## Exercise materials
------------------------------------------------------------------------
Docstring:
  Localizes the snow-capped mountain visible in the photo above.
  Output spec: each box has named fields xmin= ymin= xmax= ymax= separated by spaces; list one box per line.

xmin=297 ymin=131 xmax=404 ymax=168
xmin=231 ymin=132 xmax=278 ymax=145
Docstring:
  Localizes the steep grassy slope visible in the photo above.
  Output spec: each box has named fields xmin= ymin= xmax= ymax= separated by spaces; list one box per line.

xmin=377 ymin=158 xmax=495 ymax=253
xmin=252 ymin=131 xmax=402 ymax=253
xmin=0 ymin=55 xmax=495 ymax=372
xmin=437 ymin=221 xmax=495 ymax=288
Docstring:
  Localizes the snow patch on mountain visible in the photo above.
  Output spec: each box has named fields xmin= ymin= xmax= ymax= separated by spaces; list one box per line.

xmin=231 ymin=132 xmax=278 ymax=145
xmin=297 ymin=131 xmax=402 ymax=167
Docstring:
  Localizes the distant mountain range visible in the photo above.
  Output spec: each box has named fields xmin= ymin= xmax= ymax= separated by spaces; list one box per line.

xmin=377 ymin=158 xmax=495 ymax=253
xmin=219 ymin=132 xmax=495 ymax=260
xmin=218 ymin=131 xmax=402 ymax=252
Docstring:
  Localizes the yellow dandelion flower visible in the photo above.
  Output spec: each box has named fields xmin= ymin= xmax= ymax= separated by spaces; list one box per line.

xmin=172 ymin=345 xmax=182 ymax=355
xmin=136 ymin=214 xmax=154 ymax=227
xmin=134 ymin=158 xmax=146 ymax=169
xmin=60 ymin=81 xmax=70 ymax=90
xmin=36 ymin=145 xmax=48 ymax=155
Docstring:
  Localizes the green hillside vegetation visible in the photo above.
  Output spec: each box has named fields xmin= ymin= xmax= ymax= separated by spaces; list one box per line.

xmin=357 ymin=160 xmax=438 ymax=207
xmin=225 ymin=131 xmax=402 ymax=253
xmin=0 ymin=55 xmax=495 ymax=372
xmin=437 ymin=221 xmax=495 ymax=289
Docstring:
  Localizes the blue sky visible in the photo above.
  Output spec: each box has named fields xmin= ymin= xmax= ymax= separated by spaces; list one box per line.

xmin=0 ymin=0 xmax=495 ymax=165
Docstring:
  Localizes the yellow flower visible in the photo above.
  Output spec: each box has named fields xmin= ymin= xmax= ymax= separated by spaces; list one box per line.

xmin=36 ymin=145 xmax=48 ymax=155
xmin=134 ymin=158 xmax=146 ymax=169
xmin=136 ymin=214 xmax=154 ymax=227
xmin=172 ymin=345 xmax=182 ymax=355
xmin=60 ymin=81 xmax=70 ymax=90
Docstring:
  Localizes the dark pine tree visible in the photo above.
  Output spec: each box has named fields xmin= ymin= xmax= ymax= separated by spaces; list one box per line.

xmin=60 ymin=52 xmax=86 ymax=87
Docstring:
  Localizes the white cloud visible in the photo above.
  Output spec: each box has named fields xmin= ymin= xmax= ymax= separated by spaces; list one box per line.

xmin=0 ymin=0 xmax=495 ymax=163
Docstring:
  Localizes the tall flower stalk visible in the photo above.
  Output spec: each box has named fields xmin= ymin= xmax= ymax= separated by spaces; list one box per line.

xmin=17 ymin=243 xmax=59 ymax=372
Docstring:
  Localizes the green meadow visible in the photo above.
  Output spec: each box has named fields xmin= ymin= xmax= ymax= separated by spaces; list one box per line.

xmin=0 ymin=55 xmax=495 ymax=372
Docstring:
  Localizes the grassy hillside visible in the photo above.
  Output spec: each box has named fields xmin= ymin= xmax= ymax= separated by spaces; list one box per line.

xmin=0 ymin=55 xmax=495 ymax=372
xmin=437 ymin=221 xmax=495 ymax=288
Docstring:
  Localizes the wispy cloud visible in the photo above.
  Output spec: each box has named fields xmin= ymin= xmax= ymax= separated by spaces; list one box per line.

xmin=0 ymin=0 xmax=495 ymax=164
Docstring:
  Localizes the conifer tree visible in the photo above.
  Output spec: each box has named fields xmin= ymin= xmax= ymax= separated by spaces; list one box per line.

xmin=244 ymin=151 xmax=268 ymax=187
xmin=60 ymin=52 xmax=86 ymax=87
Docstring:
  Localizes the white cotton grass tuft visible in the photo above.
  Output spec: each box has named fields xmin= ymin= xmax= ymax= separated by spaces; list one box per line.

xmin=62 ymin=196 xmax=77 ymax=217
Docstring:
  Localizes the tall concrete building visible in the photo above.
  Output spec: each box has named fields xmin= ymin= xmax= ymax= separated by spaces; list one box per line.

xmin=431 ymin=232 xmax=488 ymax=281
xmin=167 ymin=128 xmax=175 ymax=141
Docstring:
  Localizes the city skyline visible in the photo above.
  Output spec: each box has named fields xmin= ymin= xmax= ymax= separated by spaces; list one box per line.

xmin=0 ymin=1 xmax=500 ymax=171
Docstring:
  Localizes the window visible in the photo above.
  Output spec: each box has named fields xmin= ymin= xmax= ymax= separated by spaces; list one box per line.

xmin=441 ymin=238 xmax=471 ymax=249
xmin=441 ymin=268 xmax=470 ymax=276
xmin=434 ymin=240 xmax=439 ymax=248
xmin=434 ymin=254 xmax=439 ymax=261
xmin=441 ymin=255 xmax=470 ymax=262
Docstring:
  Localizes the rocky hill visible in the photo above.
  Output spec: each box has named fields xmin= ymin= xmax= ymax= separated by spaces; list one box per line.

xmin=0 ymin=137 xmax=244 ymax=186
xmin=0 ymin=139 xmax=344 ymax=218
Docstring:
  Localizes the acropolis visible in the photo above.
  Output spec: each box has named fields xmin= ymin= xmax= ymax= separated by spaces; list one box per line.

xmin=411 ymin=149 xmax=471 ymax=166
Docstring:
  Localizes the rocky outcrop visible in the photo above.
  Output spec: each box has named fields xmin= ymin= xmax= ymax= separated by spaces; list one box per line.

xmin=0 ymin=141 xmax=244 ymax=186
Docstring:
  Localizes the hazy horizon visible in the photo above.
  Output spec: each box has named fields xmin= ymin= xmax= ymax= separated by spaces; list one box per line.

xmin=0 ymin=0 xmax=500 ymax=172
------------------------------------------------------------------------
## Written request
Show each line from the data above that contains the word "cloud", reproducing every such line in full.

## Answer to this problem
  Localizes the white cloud visible in the photo above.
  Localizes the wispy cloud visible in the photo above.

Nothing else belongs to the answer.